EXTRAIT DU TEXTE:
◆ ◆ ◆ ◆

Vincent, citadin au quotidien bien établi, travaillant dans un bureau, se déplaçant à vélo, ayant un mode de vie confortable, se voit, du jour au lendemain, la victime d'agressivité physique effrénée de la part de différentes personnes de son entourage... sans raison...
Voilà le postulat de ce Vincent doit mourir. Postulat faisant que ce qui devrait être la plus banale interaction devient synonyme d'angoisse, de tension. Dans la première moitié, comme le protagoniste, obligé de s'isoler à la campagne, loin de tout, on pense qu'il y a des règles précises et immuables à suivre pour éviter le pire, dont la principale est d'éviter de croiser le moindre regard (d'ailleurs, pourquoi il ne tente pas de porter des lunettes de soleil à ce moment-là ?). Mais tout semble très vite encore plus déréglé. Là, encore, sans la plus petite parcelle d'explication.
Le fait de ne jamais saisir quoi que ce soit et celui de comprendre que n'importe qui peut devenir une victime ou un bourreau, d'un instant à l'autre, renforcent l'aspect apocalyptique du récit et de l'atmosphère, tout en rendant aussi le tout parfois assez imprévisible. Même s'il faut relativiser ce point, car il y a quelques étapes attendues du film de survival, comme la traversée de paysages de guerre civile ou encore la parabole des uniques représentants de l'humanité, le discours de fond décliniste sur une société dans laquelle la violence devient de plus en plus le seul langage.

◆ ◆ ◆ ◆

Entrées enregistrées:
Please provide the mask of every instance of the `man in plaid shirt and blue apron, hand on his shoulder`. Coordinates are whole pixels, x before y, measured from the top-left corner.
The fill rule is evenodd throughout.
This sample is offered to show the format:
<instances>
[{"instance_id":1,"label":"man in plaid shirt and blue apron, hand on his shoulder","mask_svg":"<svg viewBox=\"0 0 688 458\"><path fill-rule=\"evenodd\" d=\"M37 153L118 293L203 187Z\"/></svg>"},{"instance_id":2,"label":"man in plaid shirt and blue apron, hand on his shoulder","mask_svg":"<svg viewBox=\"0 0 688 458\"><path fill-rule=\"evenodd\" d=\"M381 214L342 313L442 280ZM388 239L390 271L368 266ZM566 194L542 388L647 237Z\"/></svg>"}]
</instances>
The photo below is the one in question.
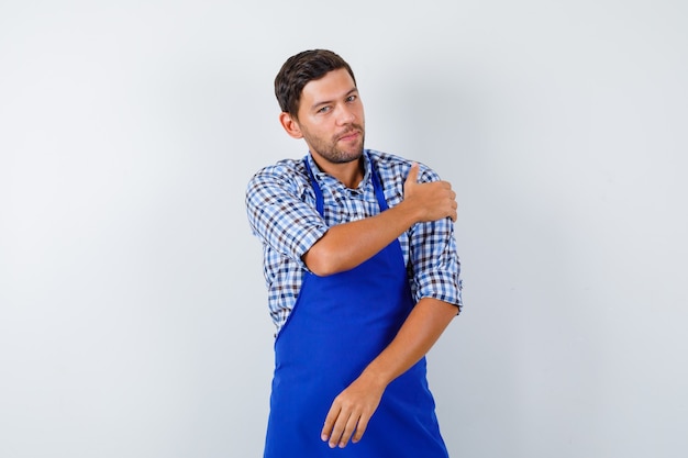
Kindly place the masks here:
<instances>
[{"instance_id":1,"label":"man in plaid shirt and blue apron, hand on his shoulder","mask_svg":"<svg viewBox=\"0 0 688 458\"><path fill-rule=\"evenodd\" d=\"M462 305L455 193L364 149L339 55L290 57L275 92L309 154L262 169L246 193L277 326L265 457L446 457L424 355Z\"/></svg>"}]
</instances>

◆ ◆ ◆ ◆

À FAIRE:
1 > Indiquez si chacune des affirmations suivantes concorde avec le texte sur Vincent doit mourir, en répondant par oui ou par non et en citant les mots décisifs du texte : (a) Vincent se déplace en voiture ; (b) dans la première moitié, le protagoniste doit s'isoler à la campagne ; (c) le texte affirme qu'une explication aux agressions est fournie.
2 > Donnez la suite du texte sur Vincent doit mourir, à partir de sa dernière phrase.

RÉPONSES:
1 >
(a) Non : « se déplaçant à vélo ».
(b) Oui : « obligé de s'isoler à la campagne, loin de tout ».
(c) Non : « sans la plus petite parcelle d'explication ».

2 >
Reste que là où le spectateur risque réellement d'être surpris, c'est dans le ton employé. En effet, si le récit et l'atmosphère sont apocalyptiques, l'humour, souvent noir, de temps en temps absurde, fait régulièrement acte de présence. On se surprend même, quelquefois, à éclater de rire (notamment lors des séquences au commissariat ou quand notre malheureux se bat, au corps à corps, avec deux enfants dans le hall de son immeuble ou avec un facteur, dans une grosse étendue de merde... ouais, il vaut mieux s'abstenir de manger en visionnant le film !).
Et dans les ténèbres, il y a quelques raies de lumières.
D'abord, il est toujours bon d'avoir un adorable et fidèle compagnon à quatre pattes, dénué de toute bêtise humaine (deuxième meilleur acteur chien de l'année, après celui d'Anatomie d'une chute !). Ensuite, il y a l'Amour avec un grand A.
L'alchimie entre le charismatique Karim Leklou, parfait en monsieur-tout-le-monde qui assiste au fracassement de son monde et du monde en général, et la sublime Vimala Pons (rayonnante, donc pas de trop, et dont la présence du personnage relance, lors de la seconde moitié, avec efficacité, une intrigue qui aurait pu faire du surplace autrement !), inoubliable en femme d'un caractère peu conventionnel, s'adaptant très vite aux plus dangereuses situations, sachant ce qu'elle veut et agissant pour l'obtenir... bref, l'alchimie entre les deux, interprètes et personnages, fait des merveilles. On s'y attache sans mal (ils sont touchants ensemble !) et on a envie de les suivre jusqu'au bout, en leur souhaitant le meilleur (ou, vu les circonstances, le moins pire !).
C'est aussi le premier long-métrage de son réalisateur, Stéphan Castang. C'est un début plus que prometteur...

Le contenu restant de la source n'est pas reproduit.